» **Texto de leitura**
Marcos Boulos lembra que o que se está vendo são grupos e instituições questionando pelo lado financeiro. "Aconteceu aqui, com a abertura de templos religiosos. Em muitos deles, sob o argumento de que Deus está presente, o que desejavam mesmo é o dinheiro arrecadado pessoalmente. Questões financeiras, apenas. É o que está acontecendo com jogos de futebol, com Olimpíada. Os recursos que entram são muito grandes, querem de qualquer jeito. Mesmo com todas as garantias, acabam expondo pessoas. E principalmente no Japão, país que está relativamente controlado. É um risco".
Para o médico, nem é questão de se ter pessoas vacinadas ou não, com vacinas variadas, algumas com primeira dose outras com duas. "Em Tóquio, não devem estar levando em conta isso, mas sim se as pessoas que entram estão infectadas ou não", afirma.
Boulos explica que, mesmo quem está vacinado pode estar infectado. "A vacina pode ter proteção contra infecção, que varia em porcentagens - pode ser em torno de 53% como a Coronavac, ou mais, como a AstraZeneca ou a Pfizer. Mas se tem a porcentagem de proteção, também tem a chance de estar infectado, mesmo vacinado".
Os organizadores exigem um automonitoramento de quem for para a Olimpíada por aplicativo: querem dados de saúde durante 14 dias antes do embarque, dois testes negativos (um dentro de 96 horas e outro dentro de 72), além dos testes no desembarque e durante três ou quatro dias.
"Estão tomando algumas medidas para evitar que pessoas infectadas entrem. Se for essa grande bolha, se conseguirem fazer isso em todas as pessoas, pode ser que se tenha alguma segurança. Mas fico me perguntando. Por quê? Por que a Olimpíada precisa ser agora? Se estamos próximos de o mundo estar vacinado, pelo menos todas as pessoas que fossem participar... "

Dados de apontamento por expressões referenciais:
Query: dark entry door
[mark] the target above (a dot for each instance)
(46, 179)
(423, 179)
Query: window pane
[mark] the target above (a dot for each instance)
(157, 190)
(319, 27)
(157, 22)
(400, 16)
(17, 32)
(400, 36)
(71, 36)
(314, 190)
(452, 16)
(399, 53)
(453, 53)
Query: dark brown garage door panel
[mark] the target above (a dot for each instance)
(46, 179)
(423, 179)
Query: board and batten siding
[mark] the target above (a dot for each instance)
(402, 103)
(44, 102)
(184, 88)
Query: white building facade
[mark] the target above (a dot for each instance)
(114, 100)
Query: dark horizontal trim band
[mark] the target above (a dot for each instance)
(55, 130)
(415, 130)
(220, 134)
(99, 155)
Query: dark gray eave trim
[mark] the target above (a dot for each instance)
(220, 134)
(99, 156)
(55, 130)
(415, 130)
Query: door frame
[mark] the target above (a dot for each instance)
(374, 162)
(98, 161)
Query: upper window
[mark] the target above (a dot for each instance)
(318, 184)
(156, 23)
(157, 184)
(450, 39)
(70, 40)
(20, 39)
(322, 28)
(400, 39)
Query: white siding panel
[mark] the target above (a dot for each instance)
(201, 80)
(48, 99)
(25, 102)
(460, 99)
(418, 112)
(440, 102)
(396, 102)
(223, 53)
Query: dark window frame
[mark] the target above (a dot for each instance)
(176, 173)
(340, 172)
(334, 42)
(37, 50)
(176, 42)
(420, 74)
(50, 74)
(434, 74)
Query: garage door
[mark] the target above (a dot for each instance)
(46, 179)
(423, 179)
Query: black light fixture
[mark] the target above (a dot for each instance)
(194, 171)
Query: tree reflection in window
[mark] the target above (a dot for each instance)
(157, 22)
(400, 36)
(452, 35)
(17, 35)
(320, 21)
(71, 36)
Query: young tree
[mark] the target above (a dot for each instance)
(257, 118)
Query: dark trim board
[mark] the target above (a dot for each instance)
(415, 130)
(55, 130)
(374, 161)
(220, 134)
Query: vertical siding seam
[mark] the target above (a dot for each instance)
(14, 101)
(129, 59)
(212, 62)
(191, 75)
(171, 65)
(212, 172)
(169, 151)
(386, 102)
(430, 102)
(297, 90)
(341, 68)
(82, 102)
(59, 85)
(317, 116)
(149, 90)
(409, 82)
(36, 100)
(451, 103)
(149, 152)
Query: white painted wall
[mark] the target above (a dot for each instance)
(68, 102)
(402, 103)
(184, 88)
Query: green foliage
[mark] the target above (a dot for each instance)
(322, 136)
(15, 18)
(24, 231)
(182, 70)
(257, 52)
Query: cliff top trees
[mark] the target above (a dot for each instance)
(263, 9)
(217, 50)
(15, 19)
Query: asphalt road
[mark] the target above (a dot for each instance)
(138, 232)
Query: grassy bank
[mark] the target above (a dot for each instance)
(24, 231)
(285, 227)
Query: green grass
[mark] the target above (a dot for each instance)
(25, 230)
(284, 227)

» **Questões a responder**
a – Reproduza fielmente o trecho do texto de leitura que começa nas palavras "Boulos explica que, mesmo" e termina em "ou quatro dias.".
b – Segundo o texto de leitura, durante quantos dias antes do embarque os organizadores querem receber dados de saúde de quem for para a Olimpíada?

» **Respostas às questões**
a –
Boulos explica que, mesmo quem está vacinado pode estar infectado. "A vacina pode ter proteção contra infecção, que varia em porcentagens - pode ser em torno de 53% como a Coronavac, ou mais, como a AstraZeneca ou a Pfizer. Mas se tem a porcentagem de proteção, também tem a chance de estar infectado, mesmo vacinado".
Os organizadores exigem um automonitoramento de quem for para a Olimpíada por aplicativo: querem dados de saúde durante 14 dias antes do embarque, dois testes negativos (um dentro de 96 horas e outro dentro de 72), além dos testes no desembarque e durante três ou quatro dias.

b – Durante 14 dias antes do embarque.